[Collected data]
============

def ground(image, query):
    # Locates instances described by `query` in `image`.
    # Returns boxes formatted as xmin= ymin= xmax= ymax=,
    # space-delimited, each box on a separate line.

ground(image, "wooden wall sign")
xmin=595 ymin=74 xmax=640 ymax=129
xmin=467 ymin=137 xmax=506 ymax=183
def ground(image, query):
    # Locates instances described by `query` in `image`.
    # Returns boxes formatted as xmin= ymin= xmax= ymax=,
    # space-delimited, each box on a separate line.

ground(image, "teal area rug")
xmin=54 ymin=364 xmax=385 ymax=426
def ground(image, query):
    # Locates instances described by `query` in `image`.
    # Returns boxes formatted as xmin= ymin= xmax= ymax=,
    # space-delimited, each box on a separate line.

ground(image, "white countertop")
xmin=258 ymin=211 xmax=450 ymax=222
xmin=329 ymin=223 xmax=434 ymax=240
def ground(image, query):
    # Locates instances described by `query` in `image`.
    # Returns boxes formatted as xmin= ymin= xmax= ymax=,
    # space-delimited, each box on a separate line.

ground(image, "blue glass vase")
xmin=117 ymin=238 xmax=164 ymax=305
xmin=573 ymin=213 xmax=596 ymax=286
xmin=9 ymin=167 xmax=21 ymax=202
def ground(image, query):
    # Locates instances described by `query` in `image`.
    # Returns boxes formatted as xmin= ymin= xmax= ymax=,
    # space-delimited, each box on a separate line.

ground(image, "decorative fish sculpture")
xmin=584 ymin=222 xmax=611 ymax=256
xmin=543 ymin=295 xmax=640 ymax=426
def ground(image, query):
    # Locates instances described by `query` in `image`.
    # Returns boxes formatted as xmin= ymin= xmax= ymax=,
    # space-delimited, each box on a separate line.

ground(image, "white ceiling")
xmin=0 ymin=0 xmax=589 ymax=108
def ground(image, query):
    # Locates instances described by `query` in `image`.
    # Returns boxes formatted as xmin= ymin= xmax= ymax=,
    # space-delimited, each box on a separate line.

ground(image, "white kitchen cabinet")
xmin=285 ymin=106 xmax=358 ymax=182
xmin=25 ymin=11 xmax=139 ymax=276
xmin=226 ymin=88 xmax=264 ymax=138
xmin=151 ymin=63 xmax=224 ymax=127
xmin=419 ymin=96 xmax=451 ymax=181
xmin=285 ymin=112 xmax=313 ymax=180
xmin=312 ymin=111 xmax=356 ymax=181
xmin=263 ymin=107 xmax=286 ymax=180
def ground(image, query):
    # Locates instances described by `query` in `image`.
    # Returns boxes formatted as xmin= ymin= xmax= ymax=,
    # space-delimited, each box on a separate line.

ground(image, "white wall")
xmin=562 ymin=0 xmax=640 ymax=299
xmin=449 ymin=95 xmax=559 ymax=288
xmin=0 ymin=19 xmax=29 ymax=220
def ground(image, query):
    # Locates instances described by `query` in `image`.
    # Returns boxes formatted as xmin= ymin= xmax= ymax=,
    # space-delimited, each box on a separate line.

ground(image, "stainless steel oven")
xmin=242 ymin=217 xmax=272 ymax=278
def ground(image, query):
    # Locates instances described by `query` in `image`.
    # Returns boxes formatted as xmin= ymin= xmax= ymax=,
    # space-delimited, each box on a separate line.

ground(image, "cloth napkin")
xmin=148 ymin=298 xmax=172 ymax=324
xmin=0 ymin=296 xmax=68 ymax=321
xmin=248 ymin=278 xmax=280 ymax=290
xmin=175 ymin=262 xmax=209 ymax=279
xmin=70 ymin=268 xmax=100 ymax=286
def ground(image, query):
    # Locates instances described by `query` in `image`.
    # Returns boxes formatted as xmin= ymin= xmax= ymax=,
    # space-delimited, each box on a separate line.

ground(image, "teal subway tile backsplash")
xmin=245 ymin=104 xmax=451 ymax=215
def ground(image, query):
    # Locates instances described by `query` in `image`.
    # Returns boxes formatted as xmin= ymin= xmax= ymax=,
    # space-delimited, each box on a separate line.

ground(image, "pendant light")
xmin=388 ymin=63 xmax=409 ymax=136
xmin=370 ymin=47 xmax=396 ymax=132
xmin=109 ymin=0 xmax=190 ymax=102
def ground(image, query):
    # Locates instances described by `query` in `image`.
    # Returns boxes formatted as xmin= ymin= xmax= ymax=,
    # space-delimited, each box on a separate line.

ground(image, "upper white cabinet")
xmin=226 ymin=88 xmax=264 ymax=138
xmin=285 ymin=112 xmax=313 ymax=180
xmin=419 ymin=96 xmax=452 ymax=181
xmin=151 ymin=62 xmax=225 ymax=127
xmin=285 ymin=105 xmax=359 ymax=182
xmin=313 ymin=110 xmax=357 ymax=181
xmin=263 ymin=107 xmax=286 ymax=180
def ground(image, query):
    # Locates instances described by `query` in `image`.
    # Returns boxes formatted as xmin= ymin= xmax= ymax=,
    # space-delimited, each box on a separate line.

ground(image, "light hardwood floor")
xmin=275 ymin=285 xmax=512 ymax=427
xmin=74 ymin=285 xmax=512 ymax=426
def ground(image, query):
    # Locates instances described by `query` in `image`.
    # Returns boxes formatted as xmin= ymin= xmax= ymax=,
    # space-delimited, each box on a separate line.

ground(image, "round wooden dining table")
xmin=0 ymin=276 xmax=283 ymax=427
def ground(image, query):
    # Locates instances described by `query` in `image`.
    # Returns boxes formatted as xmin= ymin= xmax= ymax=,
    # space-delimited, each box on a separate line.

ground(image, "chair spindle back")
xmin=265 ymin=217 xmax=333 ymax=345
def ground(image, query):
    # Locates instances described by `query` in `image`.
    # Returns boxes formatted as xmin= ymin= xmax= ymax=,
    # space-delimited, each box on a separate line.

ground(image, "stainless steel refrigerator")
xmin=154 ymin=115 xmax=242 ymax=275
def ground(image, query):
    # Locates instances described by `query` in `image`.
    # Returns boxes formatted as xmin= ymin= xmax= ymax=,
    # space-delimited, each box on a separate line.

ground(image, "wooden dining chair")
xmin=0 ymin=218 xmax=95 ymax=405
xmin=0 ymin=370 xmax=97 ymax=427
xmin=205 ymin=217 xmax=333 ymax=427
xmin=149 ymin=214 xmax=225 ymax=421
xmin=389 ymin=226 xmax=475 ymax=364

============

_Task brief:_ Give an exact copy of all the data shown above.

_Solution to this task:_
def ground(image, query):
    # Locates instances described by `query` in `image`.
    # Returns boxes formatted as xmin= ymin= xmax= ymax=,
    # space-delimited, each box on a separate line.

ground(image, "wooden wall sign")
xmin=595 ymin=74 xmax=640 ymax=129
xmin=467 ymin=137 xmax=506 ymax=183
def ground(image, query):
    # Locates instances described by `query` in `image`.
    # Returns boxes formatted as xmin= ymin= xmax= ymax=,
    # space-delimited, each box on a separate line.

ground(image, "teal area rug")
xmin=54 ymin=364 xmax=385 ymax=426
def ground(image, query):
    # Locates instances described by `query` in `image`.
    # Returns boxes formatted as xmin= ymin= xmax= ymax=,
    # space-delimited, each box on a separate line.

ground(image, "white countertop")
xmin=258 ymin=211 xmax=450 ymax=222
xmin=329 ymin=223 xmax=434 ymax=240
def ground(image, query):
    # Locates instances described by `query` in `image`.
    # Returns boxes formatted as xmin= ymin= xmax= ymax=,
    # space-delimited, each box on a separate line.

ground(image, "blue glass vase")
xmin=117 ymin=238 xmax=164 ymax=305
xmin=573 ymin=213 xmax=596 ymax=286
xmin=9 ymin=167 xmax=21 ymax=202
def ground(image, query):
    # Locates instances described by `query` in `image`.
    # Returns boxes formatted as xmin= ymin= xmax= ymax=,
    # space-delimited, each box on a separate line.

ground(image, "decorative fish sculpture")
xmin=584 ymin=222 xmax=611 ymax=256
xmin=543 ymin=295 xmax=640 ymax=426
def ground(image, query):
    # Locates instances described by `query` in `image`.
    # Returns boxes formatted as xmin= ymin= xmax= ymax=,
    # space-delimited, each box on a separate line.

ground(image, "white ceiling")
xmin=0 ymin=0 xmax=589 ymax=108
def ground(image, query):
    # Locates instances described by `query` in `image`.
    # Returns boxes formatted as xmin= ymin= xmax= ymax=,
    # space-delimited, each box on a separate line.

ground(image, "white kitchen cabinet")
xmin=285 ymin=106 xmax=358 ymax=182
xmin=25 ymin=11 xmax=139 ymax=276
xmin=226 ymin=88 xmax=264 ymax=138
xmin=151 ymin=63 xmax=224 ymax=127
xmin=419 ymin=96 xmax=451 ymax=181
xmin=285 ymin=112 xmax=313 ymax=180
xmin=312 ymin=111 xmax=356 ymax=181
xmin=263 ymin=107 xmax=286 ymax=180
def ground(image, query):
    # Locates instances described by `query` in `image`.
    # Returns boxes formatted as xmin= ymin= xmax= ymax=,
    # space-delimited, each box on a separate line.

ground(image, "white wall")
xmin=562 ymin=0 xmax=640 ymax=299
xmin=449 ymin=95 xmax=559 ymax=288
xmin=0 ymin=19 xmax=29 ymax=220
def ground(image, query):
    # Locates instances described by `query` in `image`.
    # Returns boxes formatted as xmin= ymin= xmax= ymax=,
    # space-delimited, each box on a separate line.

ground(image, "stainless steel oven")
xmin=242 ymin=217 xmax=272 ymax=278
def ground(image, query):
    # Locates instances described by `query` in `image`.
    # Returns boxes formatted as xmin= ymin= xmax= ymax=,
    # space-delimited, each box on a separate line.

ground(image, "cloth napkin")
xmin=148 ymin=298 xmax=172 ymax=324
xmin=0 ymin=296 xmax=68 ymax=321
xmin=248 ymin=278 xmax=280 ymax=290
xmin=175 ymin=262 xmax=209 ymax=279
xmin=70 ymin=268 xmax=100 ymax=286
def ground(image, query):
    # Locates instances described by `query` in `image`.
    # Returns boxes formatted as xmin= ymin= xmax= ymax=,
    # space-delimited, each box on a separate line.

ground(image, "teal subway tile backsplash")
xmin=245 ymin=104 xmax=451 ymax=215
def ground(image, query):
    # Locates instances described by `query` in `image`.
    # Returns boxes formatted as xmin= ymin= xmax= ymax=,
    # space-delimited, each box on a separate line.

ground(image, "pendant light")
xmin=388 ymin=63 xmax=409 ymax=136
xmin=370 ymin=47 xmax=396 ymax=132
xmin=109 ymin=0 xmax=190 ymax=102
def ground(image, query):
    # Locates instances described by `query` in `image`.
    # Returns boxes formatted as xmin= ymin= xmax= ymax=,
    # space-delimited, each box on a separate line.

ground(image, "upper white cabinet")
xmin=226 ymin=88 xmax=264 ymax=138
xmin=285 ymin=112 xmax=313 ymax=180
xmin=419 ymin=96 xmax=452 ymax=181
xmin=151 ymin=62 xmax=225 ymax=127
xmin=285 ymin=105 xmax=359 ymax=182
xmin=313 ymin=110 xmax=357 ymax=181
xmin=263 ymin=107 xmax=286 ymax=180
def ground(image, query):
    # Locates instances described by `query` in `image`.
    # Returns boxes formatted as xmin= ymin= xmax= ymax=,
    # space-delimited, each box on a separate line.

ground(image, "light hardwood floor")
xmin=275 ymin=285 xmax=512 ymax=427
xmin=74 ymin=285 xmax=512 ymax=426
def ground(image, query):
    # Locates instances described by `query` in `image`.
    # Returns boxes formatted as xmin= ymin= xmax= ymax=,
    # space-delimited, each box on a separate line.

ground(image, "round wooden dining table")
xmin=0 ymin=276 xmax=283 ymax=427
def ground(image, query):
    # Locates instances described by `query` in `image`.
    # Returns boxes formatted as xmin= ymin= xmax= ymax=,
    # space-delimited, each box on a separate line.

ground(image, "chair spindle back")
xmin=265 ymin=217 xmax=333 ymax=345
def ground(image, query):
    # Locates instances described by `query` in `image`.
    # Returns boxes formatted as xmin= ymin= xmax= ymax=,
    # space-delimited, each box on a separate line.

ground(image, "stainless steel refrigerator")
xmin=154 ymin=115 xmax=242 ymax=275
def ground(image, query):
    # Locates instances described by `query` in `image`.
    # Returns boxes formatted as xmin= ymin= xmax= ymax=,
    # space-delimited, each box on a separate line.

ground(image, "wooden dining chair")
xmin=0 ymin=218 xmax=95 ymax=405
xmin=0 ymin=370 xmax=97 ymax=427
xmin=205 ymin=217 xmax=333 ymax=427
xmin=149 ymin=214 xmax=225 ymax=421
xmin=389 ymin=226 xmax=475 ymax=364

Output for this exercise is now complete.